How often have you heard this phrase? Probably plenty. But how often has is actually been true?

Well, in the rural villages of Romania, this phrase rings incredibly true — when you visit, you really DO feel like you've done a time warp and been transported back at least a handful of decades, if not more.


During my time in Romania, I had the pleasure of experiencing it all — cities, tourist hot spots, and, yes, even tiny villages. Having gotten a taste of the contrast between city and country life here, I think I'm better able to appreciate the way life moves a bit slower in rural Romania.

I'll be writing much more about traveling through post-communist Romania in the future, but for now I want to share some of my favorite village scenes with you. Because, in Romania, I really think it's the villages that will steal your heart and your imagination.

Vadu Izei, Romania
The view from my guesthouse room in Vadu Izei.

Romania is full of small villages like the ones I'll describe to you here, where little wrinkled old ladies sit out on their front benches to gossip in the evenings, where shepherds still tend sheep and cows, and where you're more likely to be awoken by a rooster than morning traffic.

Yes, electricity, satellite dishes and cell phones abound here, but you are able to easily look past them to the essence of life in the Romanian countryside.


Life is still blissfully simple in these regions.

You can still find fresh homemade bread, cheese, and butter on the table each night.


Farmers still use horses and carts to do farm work and transport everything from hay to firewood.

Viscri, Romania

Kids still play OUTSIDE instead of on smartphones or in front of the TV.

Viscri, Romania
The blacksmith's daughters

Yes, these regions are poorer — people live with very little here, and have to be resourceful to survive. I was humbled to see some of the small homes and watch some of the back-breaking work (like building hay stacks by hand) that form the reality of life in rural parts of Romania. But, in seeing all of this, I was also able to appreciate the honest simplicity of it all.

_DATASET EXTRACT_:

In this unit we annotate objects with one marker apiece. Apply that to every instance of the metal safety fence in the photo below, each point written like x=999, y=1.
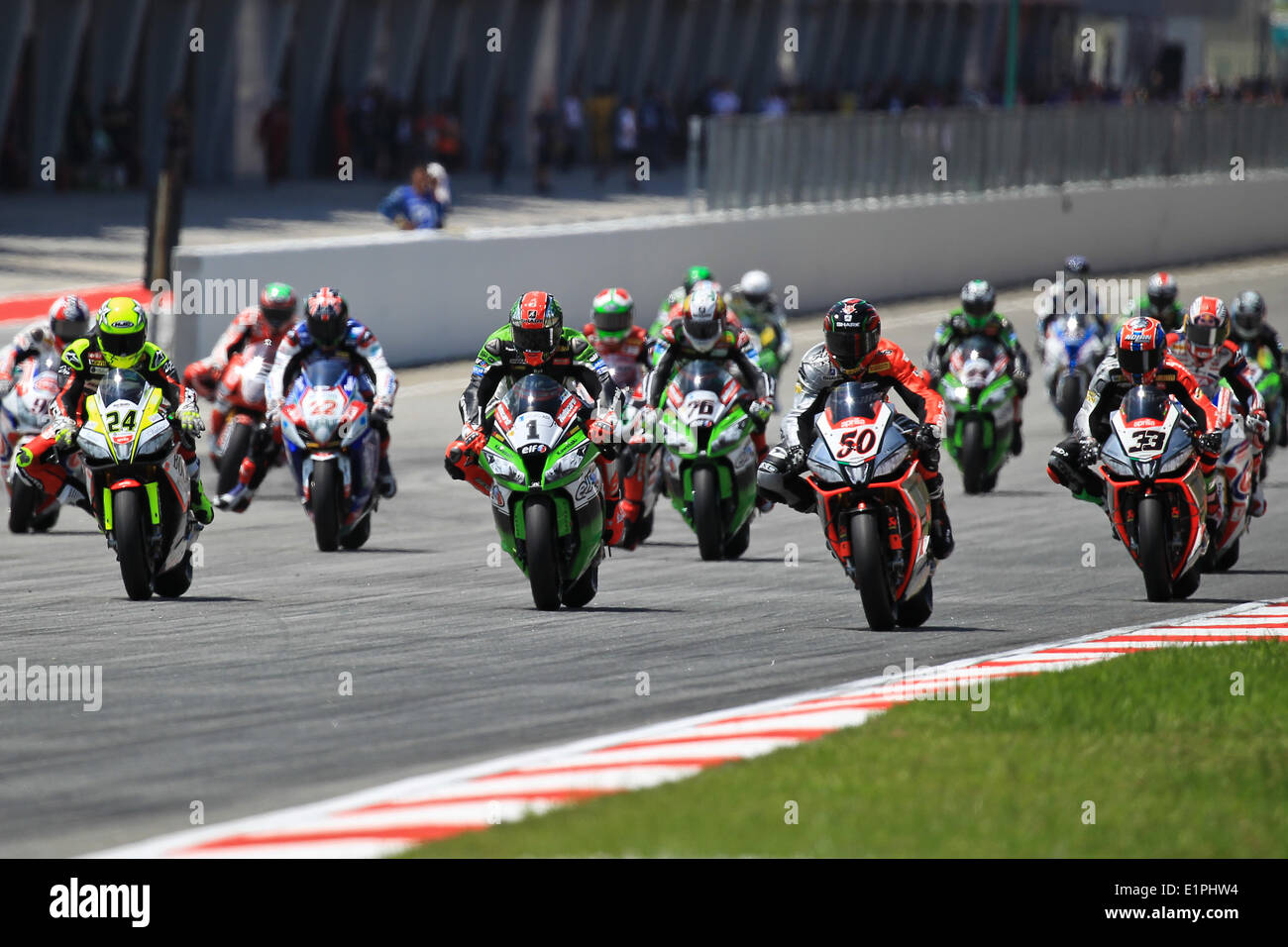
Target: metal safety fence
x=754, y=161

_WHAT IS REQUIRED_:
Reproduce the passage from the Romania villages text verbatim, starting at "Yes, these regions" up to and including "simplicity of it all.".

_RIGHT ANSWER_:
Yes, these regions are poorer — people live with very little here, and have to be resourceful to survive. I was humbled to see some of the small homes and watch some of the back-breaking work (like building hay stacks by hand) that form the reality of life in rural parts of Romania. But, in seeing all of this, I was also able to appreciate the honest simplicity of it all.